(Selected passage Opens)

= Gheorghe Marin Fontanin =

Imperial Austrian-born Wallachian and Romanian educator (1825–1886)

Gheorghe Marin Fontanin (October 1825-April 24, 1886) was an Imperial Austrian-born Wallachian and Romanian educator.

Born in Brașov, in the Transylvania region, his father Dumitru Marin was a merchant from Izvoarele, Dâmbovița County, Wallachia, who fled north during the 1821 uprising. His mother, née Hagi-Panteli, was from Bucharest. Gheorghe added Fontanin to his name; this was a latinization of his father's native village, Izvoarele ("the streams"). Associated with the Latinist school of Romanian culture, he later helped edit a Latin-Romanian dictionary.

He studied in Brașov and in a private boarding school at Sibiu. He continued his education at Cluj and at the University of Vienna, where he took a doctorate in philosophy. In 1848, he was in Bucharest, a participant in that year's revolution, but fled to Sibiu for a few months after the city was occupied by the Ottomans. He later returned to Bucharest and in 1851 moved to Craiova, where he became director of the Central School, which had shut down during the revolution. In 1853, early in the Crimean War, the Russian Army closed the school and turned it into a hospital. Fontanin protested and was imprisoned for seven months, but managed to reopen the following year. He ardently supported the Union of Wallachia with Moldavia, and in 1857 presided over the election of Dolj County deputies for the ad-hoc divan.

(Selected passage Closes)
(Entries provided Opens)

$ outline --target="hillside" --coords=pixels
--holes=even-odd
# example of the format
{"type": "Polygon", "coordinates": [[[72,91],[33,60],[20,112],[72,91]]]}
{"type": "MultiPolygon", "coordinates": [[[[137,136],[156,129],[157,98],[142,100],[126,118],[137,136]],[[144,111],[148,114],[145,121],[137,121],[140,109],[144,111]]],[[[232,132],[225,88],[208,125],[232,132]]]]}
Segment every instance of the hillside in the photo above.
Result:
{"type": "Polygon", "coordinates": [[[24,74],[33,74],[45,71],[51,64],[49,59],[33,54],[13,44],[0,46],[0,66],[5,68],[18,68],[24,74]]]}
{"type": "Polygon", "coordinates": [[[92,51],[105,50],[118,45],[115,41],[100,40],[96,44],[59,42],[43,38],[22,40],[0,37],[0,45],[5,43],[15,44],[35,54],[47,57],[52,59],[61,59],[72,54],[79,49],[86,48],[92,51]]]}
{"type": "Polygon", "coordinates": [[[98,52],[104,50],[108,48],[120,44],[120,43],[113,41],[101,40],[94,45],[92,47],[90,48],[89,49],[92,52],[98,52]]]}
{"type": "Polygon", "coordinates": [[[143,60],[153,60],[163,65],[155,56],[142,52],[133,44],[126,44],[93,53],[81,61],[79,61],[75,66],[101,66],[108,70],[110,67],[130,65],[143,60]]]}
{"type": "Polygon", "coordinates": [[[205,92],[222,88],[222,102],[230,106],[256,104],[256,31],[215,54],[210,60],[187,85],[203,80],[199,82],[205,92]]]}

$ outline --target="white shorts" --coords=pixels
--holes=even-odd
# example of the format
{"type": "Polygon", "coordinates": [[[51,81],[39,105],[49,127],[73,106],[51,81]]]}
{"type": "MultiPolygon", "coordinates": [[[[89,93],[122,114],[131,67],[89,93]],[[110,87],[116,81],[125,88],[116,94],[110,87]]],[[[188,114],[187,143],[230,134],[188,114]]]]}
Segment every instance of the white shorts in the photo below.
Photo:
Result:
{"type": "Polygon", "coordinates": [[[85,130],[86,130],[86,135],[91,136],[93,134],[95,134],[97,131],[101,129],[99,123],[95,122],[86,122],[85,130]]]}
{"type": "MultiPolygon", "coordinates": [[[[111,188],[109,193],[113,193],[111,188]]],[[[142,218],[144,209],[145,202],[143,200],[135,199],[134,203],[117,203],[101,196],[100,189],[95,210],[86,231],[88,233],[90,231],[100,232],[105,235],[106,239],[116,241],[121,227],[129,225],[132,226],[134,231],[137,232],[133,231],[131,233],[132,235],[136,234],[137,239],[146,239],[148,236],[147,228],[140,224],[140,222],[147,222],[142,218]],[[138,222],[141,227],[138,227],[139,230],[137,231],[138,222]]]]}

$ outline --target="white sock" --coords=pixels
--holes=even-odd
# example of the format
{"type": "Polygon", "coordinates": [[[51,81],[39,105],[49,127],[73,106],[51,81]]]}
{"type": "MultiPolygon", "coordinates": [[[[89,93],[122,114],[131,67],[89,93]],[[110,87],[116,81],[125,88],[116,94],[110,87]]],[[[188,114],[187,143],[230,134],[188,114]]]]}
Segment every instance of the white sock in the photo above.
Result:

(Entries provided Closes)

§ **Work to complete**:
(1) From the piece on Gheorghe Marin Fontanin, reproduce the passage starting with "He studied in" and going on through "the ad-hoc divan.".
(2) In one to three sentences, explain where the name Fontanin comes from, according to the piece on Gheorghe Marin Fontanin.
(3) Pick up the life of Gheorghe Marin Fontanin after its last sentence and carry it on.

§ **Expected outputs**:
(1)
He studied in Brașov and in a private boarding school at Sibiu. He continued his education at Cluj and at the University of Vienna, where he took a doctorate in philosophy. In 1848, he was in Bucharest, a participant in that year's revolution, but fled to Sibiu for a few months after the city was occupied by the Ottomans. He later returned to Bucharest and in 1851 moved to Craiova, where he became director of the Central School, which had shut down during the revolution. In 1853, early in the Crimean War, the Russian Army closed the school and turned it into a hospital. Fontanin protested and was imprisoned for seven months, but managed to reopen the following year. He ardently supported the Union of Wallachia with Moldavia, and in 1857 presided over the election of Dolj County deputies for the ad-hoc divan.

(2) Fontanin was a name Gheorghe added himself. It is a latinized form of Izvoarele, his father's home village, whose name means "the streams."

(3)
Fontanin was noted for his considerable knowledge and reserved demeanor, and only formed a few friendships. Preoccupied by scientific problems and uncommunicative, he was seen as a legendary figure by the students. He taught various subjects: in the 1850s, he was responsible for Romanian, Latin, history and geography for one grade, and also served as inspector. In 1864, he took on the newly introduced subject of philosophy. His penchant for latinization extended to the schoolboys' names. He often spent summer vacations in Rome, deepening his studies and purchasing books in Latin, Italian, French, German and English, all languages he knew well, in addition to Hungarian and Old Church Slavonic. He was a gifted translator from Latin, also working on Greek philosophy and literature, as well as modern languages. Due to Fontanin's almost pathological reticence, many of his writings remained unpublished.

In 1870, he was elected a titular member of the Romanian Academy. He founded a professor's club at Craiova and served as its president. In 1881, he edited its magazine, Vocea română, where eleven of his poems appeared. Fontanin retired as school director the same year. He died in Bucharest.